** begin **

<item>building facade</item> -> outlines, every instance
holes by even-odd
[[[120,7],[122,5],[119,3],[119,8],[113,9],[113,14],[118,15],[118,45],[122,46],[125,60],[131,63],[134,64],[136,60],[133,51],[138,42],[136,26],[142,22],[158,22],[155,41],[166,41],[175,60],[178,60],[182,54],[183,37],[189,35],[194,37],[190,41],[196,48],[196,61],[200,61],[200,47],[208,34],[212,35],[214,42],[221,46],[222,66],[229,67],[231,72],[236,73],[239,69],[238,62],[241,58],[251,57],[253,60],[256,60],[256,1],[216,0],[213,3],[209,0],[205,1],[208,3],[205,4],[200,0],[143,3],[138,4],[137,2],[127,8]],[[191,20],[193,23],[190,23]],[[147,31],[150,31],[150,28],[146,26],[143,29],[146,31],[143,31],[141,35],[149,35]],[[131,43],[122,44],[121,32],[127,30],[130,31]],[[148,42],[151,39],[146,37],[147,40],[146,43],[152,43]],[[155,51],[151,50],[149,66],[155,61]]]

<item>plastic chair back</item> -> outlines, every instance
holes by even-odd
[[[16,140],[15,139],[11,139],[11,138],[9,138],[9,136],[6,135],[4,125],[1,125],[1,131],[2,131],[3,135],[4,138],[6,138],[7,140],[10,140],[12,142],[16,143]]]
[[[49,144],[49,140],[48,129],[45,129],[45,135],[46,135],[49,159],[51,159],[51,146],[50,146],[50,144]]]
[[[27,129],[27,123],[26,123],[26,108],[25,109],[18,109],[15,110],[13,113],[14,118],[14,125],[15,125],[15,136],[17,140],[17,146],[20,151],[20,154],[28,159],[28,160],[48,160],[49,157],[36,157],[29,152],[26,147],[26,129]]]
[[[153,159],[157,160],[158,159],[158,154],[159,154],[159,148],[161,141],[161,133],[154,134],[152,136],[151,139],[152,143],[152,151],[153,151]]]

** end **

- Written task
Repeat all the records. Match each line exactly.

- The result
<item>building facade</item> -> outlines, every instance
holes by even-odd
[[[120,7],[122,5],[119,3],[119,8],[113,9],[113,14],[118,15],[118,45],[122,46],[125,60],[131,63],[134,64],[136,60],[133,51],[138,42],[136,26],[142,22],[158,22],[155,41],[166,41],[175,60],[178,60],[182,54],[183,37],[189,35],[194,37],[190,41],[196,48],[196,61],[200,61],[200,47],[208,34],[212,35],[214,42],[221,46],[222,66],[229,67],[231,72],[236,73],[239,69],[238,62],[241,58],[251,57],[253,60],[256,60],[256,1],[216,0],[213,3],[209,0],[205,1],[208,3],[205,4],[200,0],[143,3],[138,4],[137,2],[127,8]],[[191,20],[193,23],[190,23]],[[147,31],[150,31],[150,28],[146,26],[143,29],[146,31],[143,31],[141,35],[149,35]],[[131,43],[122,44],[121,32],[127,30],[130,31]],[[148,42],[151,39],[146,37],[147,40],[146,43],[152,43]],[[155,51],[151,50],[149,66],[155,61]]]

<item>plastic chair back</item> -> outlines, every instance
holes by even-odd
[[[16,140],[15,139],[11,139],[11,138],[9,138],[9,136],[6,135],[4,125],[1,125],[1,131],[2,131],[3,135],[4,138],[6,138],[7,140],[10,140],[12,142],[16,143]]]
[[[49,144],[49,140],[48,129],[45,129],[45,135],[46,135],[49,159],[51,159],[51,146],[50,146],[50,144]]]
[[[27,129],[27,123],[26,123],[26,108],[25,109],[18,109],[15,110],[13,113],[14,118],[14,125],[15,125],[15,136],[17,140],[17,146],[20,151],[20,154],[28,159],[28,160],[48,160],[49,157],[36,157],[29,152],[26,147],[26,129]]]
[[[153,159],[157,160],[158,159],[158,154],[159,154],[159,148],[161,141],[161,133],[154,134],[152,136],[151,139],[152,143],[152,151],[153,151]]]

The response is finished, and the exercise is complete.